» **Problem details**
Exclude the pictures, and otherwise reproduce the data in full.

========

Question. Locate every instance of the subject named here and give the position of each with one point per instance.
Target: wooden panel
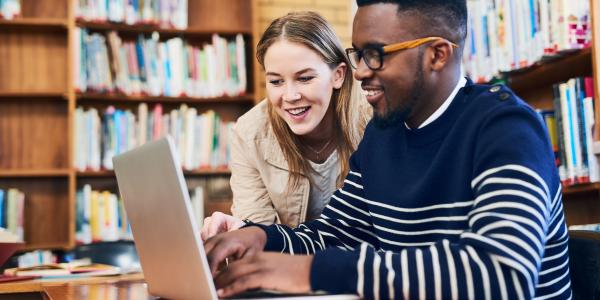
(221, 15)
(44, 8)
(582, 208)
(46, 209)
(33, 134)
(33, 61)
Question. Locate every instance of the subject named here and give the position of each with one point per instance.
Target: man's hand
(219, 222)
(235, 244)
(266, 270)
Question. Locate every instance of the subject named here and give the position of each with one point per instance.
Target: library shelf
(34, 173)
(582, 188)
(200, 172)
(149, 28)
(35, 23)
(114, 97)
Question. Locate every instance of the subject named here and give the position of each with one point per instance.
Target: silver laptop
(166, 236)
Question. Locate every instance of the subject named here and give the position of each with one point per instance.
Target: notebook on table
(165, 232)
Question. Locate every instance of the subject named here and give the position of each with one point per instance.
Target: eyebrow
(299, 72)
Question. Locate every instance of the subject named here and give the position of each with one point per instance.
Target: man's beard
(401, 113)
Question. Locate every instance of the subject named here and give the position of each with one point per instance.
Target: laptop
(165, 232)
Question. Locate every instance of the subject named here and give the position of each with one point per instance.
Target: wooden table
(109, 288)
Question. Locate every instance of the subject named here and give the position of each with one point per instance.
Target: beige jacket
(259, 171)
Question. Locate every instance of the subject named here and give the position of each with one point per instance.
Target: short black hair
(443, 18)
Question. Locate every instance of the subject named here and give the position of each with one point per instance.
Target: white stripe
(420, 273)
(437, 273)
(505, 204)
(504, 180)
(500, 277)
(521, 260)
(451, 269)
(485, 277)
(504, 224)
(340, 200)
(434, 219)
(312, 245)
(349, 217)
(355, 174)
(552, 282)
(519, 168)
(401, 209)
(433, 231)
(360, 270)
(395, 243)
(555, 268)
(405, 279)
(334, 237)
(341, 231)
(353, 184)
(566, 286)
(514, 218)
(376, 271)
(518, 288)
(391, 274)
(517, 267)
(517, 193)
(469, 276)
(519, 242)
(559, 255)
(287, 237)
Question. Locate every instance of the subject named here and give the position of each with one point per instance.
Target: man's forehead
(380, 24)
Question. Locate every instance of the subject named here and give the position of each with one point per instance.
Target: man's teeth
(371, 93)
(297, 111)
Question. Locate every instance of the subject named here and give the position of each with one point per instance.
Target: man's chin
(388, 120)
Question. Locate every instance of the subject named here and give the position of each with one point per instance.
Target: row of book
(202, 139)
(100, 216)
(12, 208)
(570, 127)
(164, 13)
(505, 35)
(10, 9)
(150, 66)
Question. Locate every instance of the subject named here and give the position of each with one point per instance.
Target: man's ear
(339, 75)
(441, 54)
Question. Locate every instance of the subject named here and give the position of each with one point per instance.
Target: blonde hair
(313, 31)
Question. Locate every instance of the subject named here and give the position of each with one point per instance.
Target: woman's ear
(339, 75)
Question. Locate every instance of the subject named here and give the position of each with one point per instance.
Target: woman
(291, 151)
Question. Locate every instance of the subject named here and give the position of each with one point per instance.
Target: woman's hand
(219, 223)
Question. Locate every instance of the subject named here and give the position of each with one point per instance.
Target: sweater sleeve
(498, 256)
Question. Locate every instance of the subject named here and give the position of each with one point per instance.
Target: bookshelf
(534, 85)
(38, 102)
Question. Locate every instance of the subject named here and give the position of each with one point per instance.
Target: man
(452, 193)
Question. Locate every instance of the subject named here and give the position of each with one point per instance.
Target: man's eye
(305, 78)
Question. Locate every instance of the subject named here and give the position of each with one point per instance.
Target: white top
(323, 185)
(444, 105)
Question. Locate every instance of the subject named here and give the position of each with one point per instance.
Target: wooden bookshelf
(534, 85)
(38, 102)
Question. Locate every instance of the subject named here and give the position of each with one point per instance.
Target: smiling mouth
(298, 111)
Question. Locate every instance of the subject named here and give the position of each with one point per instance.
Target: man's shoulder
(495, 99)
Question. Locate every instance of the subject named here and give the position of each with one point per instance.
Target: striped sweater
(466, 207)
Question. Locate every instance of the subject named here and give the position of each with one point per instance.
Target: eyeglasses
(373, 55)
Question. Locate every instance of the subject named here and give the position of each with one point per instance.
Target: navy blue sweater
(468, 206)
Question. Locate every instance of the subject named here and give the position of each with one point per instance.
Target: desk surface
(109, 288)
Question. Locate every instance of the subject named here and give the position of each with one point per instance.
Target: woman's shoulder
(254, 123)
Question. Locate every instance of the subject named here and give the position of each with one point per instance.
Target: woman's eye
(305, 78)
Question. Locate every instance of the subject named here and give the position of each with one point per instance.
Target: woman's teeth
(297, 111)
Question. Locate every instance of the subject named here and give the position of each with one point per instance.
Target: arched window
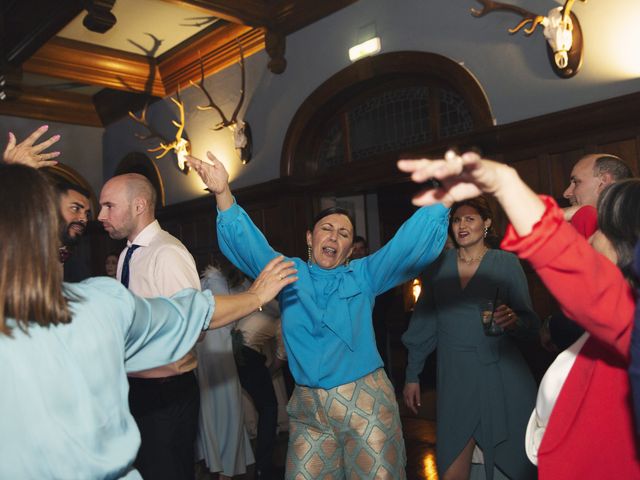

========

» **Worked solution**
Question. Locate every instance of the subject named here and give the position of each with one point per instance.
Target: wooden panel
(221, 15)
(44, 8)
(582, 208)
(46, 209)
(33, 134)
(33, 61)
Question. Locate every instance of the subject named here and give the position of each with one point per instance.
Target: man's hand
(219, 222)
(235, 244)
(266, 270)
Question. Locate every instance of the subject named here and give the position of each with one point per instance.
Target: library shelf
(34, 173)
(582, 188)
(200, 172)
(149, 28)
(35, 23)
(114, 97)
Question. Locate every instance of the subject named here and give the position of each with one point per instance.
Target: silver laptop
(166, 236)
Question. Locate every instance of the subject named here and give the position of each with one point per instance.
Target: notebook on table
(165, 232)
Question. Locate every instance of the subject named here and give the position of each with one point per instance.
Target: eyebrow
(299, 72)
Question. Locate every instance of the subject named here and give the position of each with one point per instance.
Target: man's beard
(401, 113)
Question. Locate every instance of the subject named here and give the position of each with one point per instance.
Target: laptop
(165, 232)
Question. Locate every instance of the subject named here and give the position of each with one point per instance.
Target: wooden table
(109, 288)
Question. Locate every instance of the subject named here and give the position of each with one point per instance.
Target: beige jacket
(259, 171)
Question. Locate every instance of the subject named here and give the position of each with one point per instance.
Target: short black hair
(443, 18)
Question. Locate every instance of the subject named here and give the position of each with one point per instance.
Target: white stripe
(420, 273)
(437, 273)
(505, 204)
(504, 180)
(500, 277)
(521, 260)
(451, 269)
(485, 277)
(504, 224)
(340, 200)
(434, 219)
(312, 245)
(349, 217)
(355, 174)
(552, 282)
(519, 168)
(401, 209)
(433, 231)
(360, 270)
(395, 243)
(555, 268)
(405, 279)
(334, 237)
(341, 231)
(353, 184)
(566, 286)
(514, 218)
(376, 271)
(518, 288)
(391, 274)
(517, 267)
(517, 193)
(469, 276)
(519, 242)
(559, 255)
(287, 237)
Question. Locate every instance of the subject named here and give the position of each with one point per instance.
Target: man's forehead
(380, 24)
Question. Locate every instance of the subject named here and give the position of each with one point per instance.
Target: man's teeth
(371, 93)
(297, 111)
Question. Locate every instance of the subject named here and give the position of each with one point per instance.
Target: man's chin
(388, 120)
Question. Locate every instance of the subject named here and give the position of each with one point per instance.
Target: row of book
(202, 139)
(100, 216)
(12, 208)
(570, 127)
(164, 13)
(505, 35)
(10, 9)
(150, 66)
Question. Locate every instance of the subject named here and give the position of each with one point per instance.
Target: man's ear
(339, 75)
(441, 54)
Question. Locate every instance of the subject named here and give the position of each with one point per instance.
Target: blonde hair
(313, 31)
Question. Locate every instance of the subject named here and give the position of each with one point per instance.
Target: woman's ear
(339, 75)
Question. Locate every instance of the subject named here and give the position of each with one point per instance.
Target: woman
(291, 151)
Question. Locate every instance of the subject named here and give the position of each with one point per instance.
Target: woman's hand
(219, 223)
Question. Locate every instance of the subject named here and give the position of each with one point per instance.
Target: sweater sleeve
(498, 256)
Question. Locate every instance of the subject named here and give the position of each with one point per instance.
Target: bookshelf
(534, 85)
(38, 102)
Question. Locate every instance of the subject named here and give the position of each with one point per instance.
Target: man
(452, 193)
Question. Locate every instance of the subject named here and give the position of each with one point per instance.
Target: man's eye
(305, 78)
Question. Locate every instance of the subject named here and give the position of each with one point per instance.
Target: white top
(323, 185)
(444, 105)
Question. Locate every instance of the subject named here and give the position of each with one point per instance.
Target: wooden bookshelf
(534, 85)
(38, 102)
Question. Locate every instance of the subject named here and give the position of each with one point per instance.
Target: smiling mouth
(298, 111)
Question. Locate every instance of the subject named here and give the position of each with one point per instance.
Target: man's shoulder
(495, 99)
Question. Locate every instance of the subject named here and give the position of each with one point per instance.
Target: striped sweater
(466, 207)
Question. Locate every instance of the subject named here and give the position of each with one point per instance.
Target: eyeglasses
(373, 55)
Question. Locate every instance of the subject named here and give the position of each with one point per instance.
Target: navy blue sweater
(468, 206)
Question. Locate every instance of the subject named here and give the position of each with one point per instance.
Target: desk surface
(109, 288)
Question. Locate every instance of the subject named here and give the position of each with one point per instance.
Target: woman's shoulder
(254, 123)
Question. Locate every instance of the subject named here and give the position of each with one point per instance.
Target: woman's eye
(305, 78)
Question. Locate every instance of the subject named here and give the position of each with one point per instance.
Target: woman's teeth
(297, 111)
Question. Locate every instance of the subject named here and give the position of each with one point per instance.
Target: arched window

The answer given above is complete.